Document text
*****
Objective: To evaluate predictors of pulmonary arterial hypertension (PAH) in a prospective cohort of patients with systemic sclerosis (SSc).
Methods: Routine clinical assessments as well as measurements of the diffusing capacity for carbon monoxide/alveolar volume (DLCO/VA) ratio and N-terminal pro-brain natriuretic peptide (NT-proBNP) level were performed in a prospective cohort of 101 SSc patients who did not have PAH or severe comorbidities. After a planned 36-month followup, we evaluated the predictive value of these parameters for the development of precapillary PAH, as demonstrated by cardiac catheterization, disease progression, and death. Criteria for cardiac catheterization were a systolic pulmonary artery pressure (PAP) of >40 mm Hg on echocardiography, a DLCO value of <50% without pulmonary fibrosis, and unexplained dyspnea.
Results: Eight patients developed PAH, 29 had disease progression, and 10 died during a median followup of 29 months. Kaplan-Meier analysis identified the following baseline parameters as being predictors of PAH: DLCO/VA ratio <70% or <60% (P<0.01 for each comparison), elevated plasma NT-proBNP level (>97th percentile of normal; P = 0.005), echocardiographically estimated systolic PAP >40 mm Hg (P=0.08), and erythrocyte sedimentation rate >28 mm/hour (P=0.015). In multivariate analyses, an elevated baseline NT-proBNP level (hazard ratio [HR] 9.97 [95% confidence interval (95% CI) 1.69-62.42]) and a DLCO/VA ratio <60% (HR 36.66 [95% CI 3.45-387.6]) were predictors of the occurrence of PAH during followup. An increased NT-proBNP level together with a decreased DLCO/VA ratio of <70% was highly predictive of the occurrence of PAH during followup (HR 47.20 [95% CI 4.90-450.33]).
Conclusion: This prospective study identified a decreased DLCO/VA ratio and an increased NT-proBNP as predictors of PAH in SSc. Use of these markers should result in improved PAH risk stratification and allow earlier initiation of therapy.
*****
Dataset
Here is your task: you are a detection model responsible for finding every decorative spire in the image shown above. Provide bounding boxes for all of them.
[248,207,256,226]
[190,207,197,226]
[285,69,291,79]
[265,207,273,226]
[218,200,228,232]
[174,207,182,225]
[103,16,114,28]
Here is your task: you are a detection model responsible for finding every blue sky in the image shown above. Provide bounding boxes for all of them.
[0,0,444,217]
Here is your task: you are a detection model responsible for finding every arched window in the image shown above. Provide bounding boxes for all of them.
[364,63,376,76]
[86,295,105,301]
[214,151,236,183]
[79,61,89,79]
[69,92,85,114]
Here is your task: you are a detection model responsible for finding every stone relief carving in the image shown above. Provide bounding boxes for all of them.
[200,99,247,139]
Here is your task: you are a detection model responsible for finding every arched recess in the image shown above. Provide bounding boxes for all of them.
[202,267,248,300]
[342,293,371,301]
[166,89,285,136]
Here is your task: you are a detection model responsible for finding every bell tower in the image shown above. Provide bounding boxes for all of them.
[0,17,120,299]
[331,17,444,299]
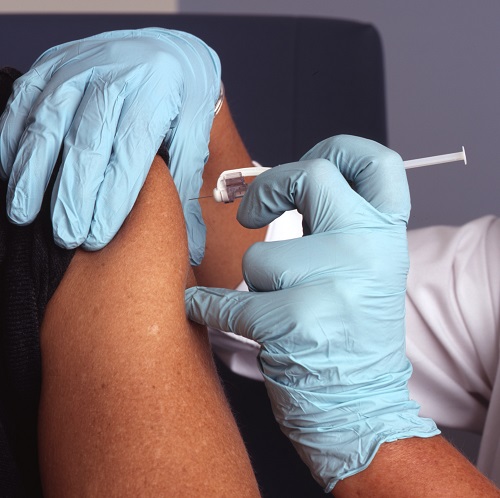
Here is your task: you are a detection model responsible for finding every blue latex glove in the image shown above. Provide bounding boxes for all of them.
[186,136,439,492]
[0,28,220,264]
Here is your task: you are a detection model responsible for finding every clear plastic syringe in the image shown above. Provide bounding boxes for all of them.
[403,147,467,169]
[197,147,467,204]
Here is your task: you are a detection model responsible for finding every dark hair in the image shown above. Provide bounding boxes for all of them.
[0,67,22,113]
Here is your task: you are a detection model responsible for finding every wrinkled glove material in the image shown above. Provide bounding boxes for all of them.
[0,28,221,264]
[186,136,439,492]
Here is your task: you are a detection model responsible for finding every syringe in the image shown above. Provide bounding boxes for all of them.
[403,147,467,169]
[194,147,467,204]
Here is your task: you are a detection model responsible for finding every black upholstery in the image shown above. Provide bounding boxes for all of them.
[0,15,387,498]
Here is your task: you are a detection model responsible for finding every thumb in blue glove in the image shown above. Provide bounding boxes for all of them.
[186,136,439,492]
[0,28,220,264]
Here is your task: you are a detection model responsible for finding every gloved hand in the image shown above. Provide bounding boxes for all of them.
[186,136,439,492]
[0,28,220,264]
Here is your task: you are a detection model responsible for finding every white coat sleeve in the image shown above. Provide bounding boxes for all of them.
[407,216,500,484]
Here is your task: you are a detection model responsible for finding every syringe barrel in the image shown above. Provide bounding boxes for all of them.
[403,147,467,169]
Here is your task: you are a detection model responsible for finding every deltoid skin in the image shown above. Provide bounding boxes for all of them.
[0,28,221,264]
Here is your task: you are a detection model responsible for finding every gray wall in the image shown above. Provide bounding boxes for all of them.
[179,0,500,227]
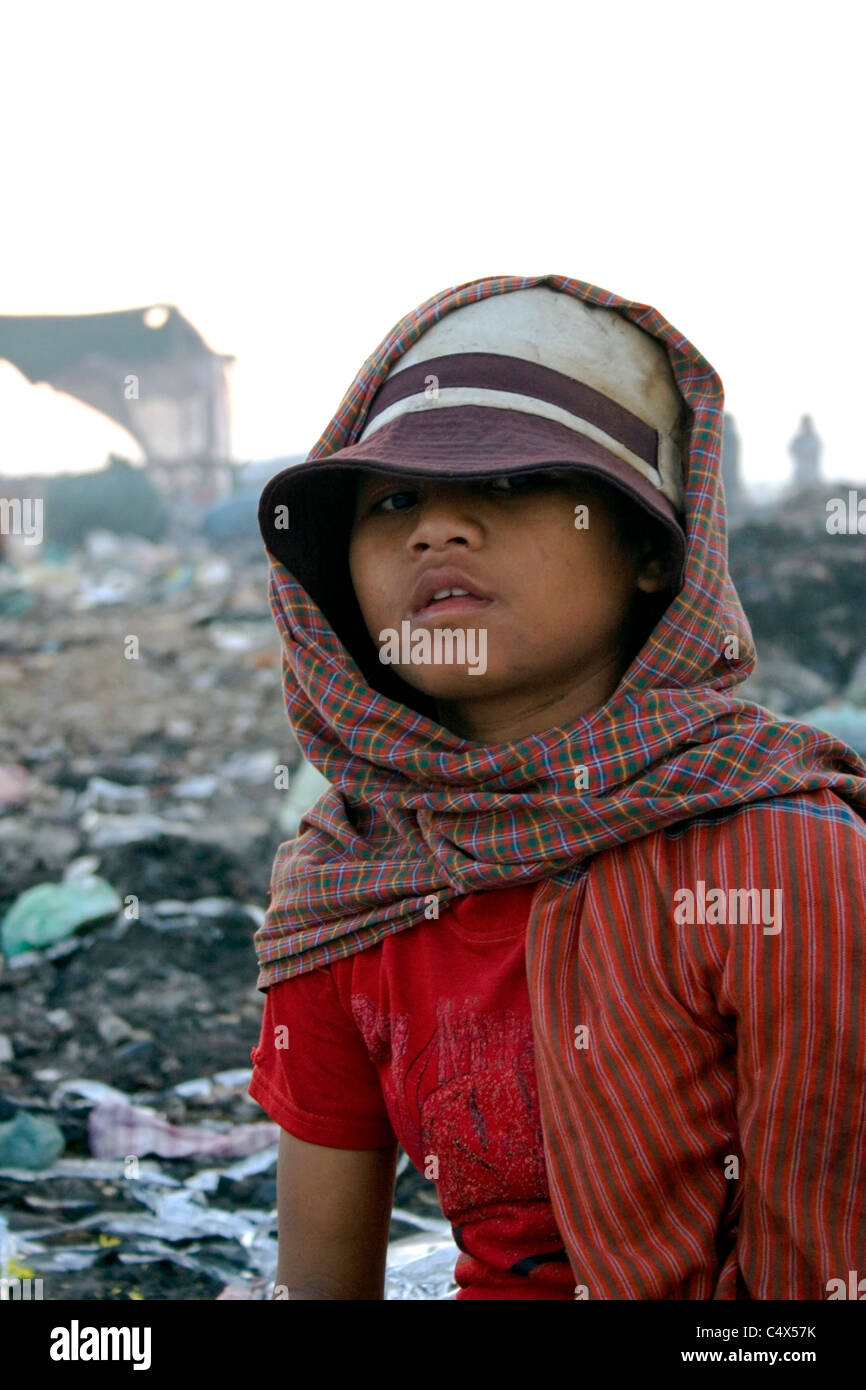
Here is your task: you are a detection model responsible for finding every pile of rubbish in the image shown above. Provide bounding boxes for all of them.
[0,509,866,1300]
[0,534,459,1300]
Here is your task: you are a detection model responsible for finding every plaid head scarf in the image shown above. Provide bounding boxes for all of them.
[256,275,866,990]
[256,275,866,1297]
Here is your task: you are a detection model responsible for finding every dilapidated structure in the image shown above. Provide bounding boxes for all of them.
[0,304,235,503]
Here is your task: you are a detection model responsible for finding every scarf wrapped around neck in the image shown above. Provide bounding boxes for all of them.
[256,275,866,989]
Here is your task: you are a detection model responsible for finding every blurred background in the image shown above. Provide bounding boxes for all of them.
[0,0,866,1300]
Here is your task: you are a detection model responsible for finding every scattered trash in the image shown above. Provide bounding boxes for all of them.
[89,1101,279,1158]
[796,701,866,758]
[0,763,33,808]
[0,517,866,1301]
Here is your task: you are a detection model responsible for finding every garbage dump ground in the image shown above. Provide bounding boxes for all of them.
[0,499,866,1300]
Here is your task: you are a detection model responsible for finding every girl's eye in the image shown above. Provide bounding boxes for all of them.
[370,491,417,512]
[491,473,535,492]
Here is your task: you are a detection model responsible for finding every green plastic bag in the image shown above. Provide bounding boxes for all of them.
[0,1111,67,1169]
[0,874,121,956]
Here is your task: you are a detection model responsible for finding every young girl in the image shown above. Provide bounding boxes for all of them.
[250,275,866,1300]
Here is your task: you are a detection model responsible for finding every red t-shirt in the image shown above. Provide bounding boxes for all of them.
[249,884,574,1300]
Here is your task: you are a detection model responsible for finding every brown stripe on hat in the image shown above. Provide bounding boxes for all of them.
[361,352,660,487]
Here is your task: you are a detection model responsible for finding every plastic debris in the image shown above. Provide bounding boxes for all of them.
[89,1101,279,1158]
[0,1111,67,1170]
[0,874,121,956]
[385,1220,460,1301]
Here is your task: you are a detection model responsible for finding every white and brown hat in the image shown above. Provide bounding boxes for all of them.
[259,286,687,653]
*****
Goal of the exercise
In the abstract on pulmonary arterial hypertension in systemic sclerosis, how many patients developed PAH during followup?

The completed task
Eight patients developed PAH.